*** KUTIPAN TEKS ***
2014
Teguh dan Setia: Inspirasi dari Kehidupan dan Ajaran-Ajaran Joseph Fielding Smith
Januari 2014


Teguh dan Setia

Inspirasi dari Kehidupan dan Ajaran-Ajaran Joseph Fielding Smith

Catatan: Ibu penulis, Naomi Smith Brewster, lahir pada tahun Joseph Fielding Smith dipanggil dalam Kuorum Dua Belas Rasul dan anak kedua dari Ethel Georgina Smith, yang Presiden Smith nikahi menyusul kematian istri pertamanya.

“Marilah kita senantiasa menjadi teguh dan setia, dengan hasrat untuk menaati perintah-perintah Tuhan dan menghormati Dia serta mengingat perjanjian-perjanjian yang telah kita buat dengan-Nya.”

Ketika Joseph Fielding Smith yang berusia 33 tahun memasuki Tabernakel Salt Lake pada 6 April 1910, untuk menghadiri konferensi umum, seorang pemandu berkata kepadanya, “Nah Joseph, siapa yang akan menjadi rasul?”

“Entahlah,” jawab Joseph. “Tetapi pastilah bukan Anda dan itu bukan saya!”1

Sewaktu nama-nama Dua Belas Rasul disebutkan untuk suara pendukungan, Joseph tiba-tiba menerima sebuah kesan bahwa namanya mungkin akan disebutkan berikutnya. Benar, dan dia kemudian didukung sebagai pria ke-12 dalam kuorum terhormat.

Kerendahan hati dan rasa humor Joseph diperlihatkan ketika dia pulang ke rumah dari konferensi itu untuk memberitahukan kepada keluarganya tentang pemanggilan barunya. Dia menyapa istrinya dengan pernyataan yang membingungkan: “Saya pikir kita akan menjual sapi,” tuturnya. Tak pelak, dia terkejut sewaktu dia menunggu penjelasan lebih lanjut. Respons sederhananya adalah, “Saya tidak punya waktu untuk mengurus itu lagi!”2 Maka dimulailah pelayanan kerasulan yang berlangsung lebih dari enam dekade.
***
DAFTAR TUGAS:
1. Sebutkan semua nama lengkap orang yang tercantum dalam teks tentang Joseph Fielding Smith.
2. Lanjutkan teks tentang Joseph Fielding Smith, dimulai setelah kalimat terakhirnya.
Baris-baris data diambil dari sumber yang berbeda.
*** INFORMASI YANG DIBERIKAN ***
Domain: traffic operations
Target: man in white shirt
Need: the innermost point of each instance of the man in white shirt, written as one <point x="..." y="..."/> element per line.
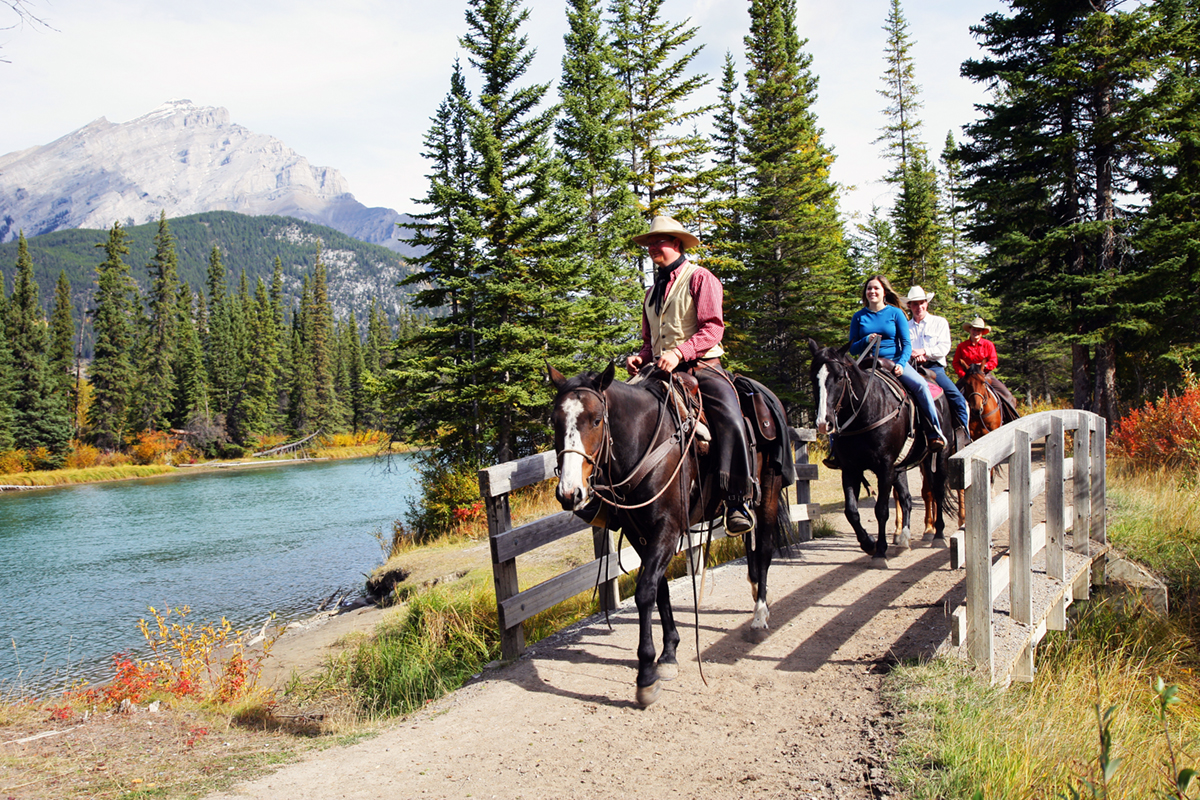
<point x="930" y="337"/>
***
JAWABAN PER TUGAS:
1. Naomi Smith Brewster, Joseph Fielding Smith, Ethel Georgina Smith

2.
Cucu lelaki Hyrum Smith, Joseph Fielding Smith adalah Presiden ke-10 Gereja Yesus Kristus dari Orang-Orang Suci Zaman Akhir. Dia melayani lebih lama sebagai anggota Kuorum Dua Belas Rasul sebelum pemanggilannya untuk melayani sebagai Presiden Gereja daripada Presiden Gereja lain mana pun. Selama 60 tahunnya sebagai anggota kuorum saksi khusus itu, dia melakukan perjalanan pertama kali dengan kuda dan kereta dan kemudian dengan mobil serta pesawat terbang untuk mengajar para Orang Suci. Khotbah-khotbah dan banyak tulisannya memberkati Gereja dan semua yang mau mendengarkan pesan-pesannya yang terilhami.

Saya diundang untuk menulis artikel ini karena hubungan saya dengan Presiden Joseph Fielding Smith, yang saya juluki Kakek. Saya tersentuh oleh kehidupannya sejak kelahiran saya, ketika dia menyajikan nama saya dan tata cara pemberkatan, sampai kematiannya, sewaktu saya ada di antara cucu-cucu lelakinya yang melayani sebagai pengusung jenazah pada pemakamannya.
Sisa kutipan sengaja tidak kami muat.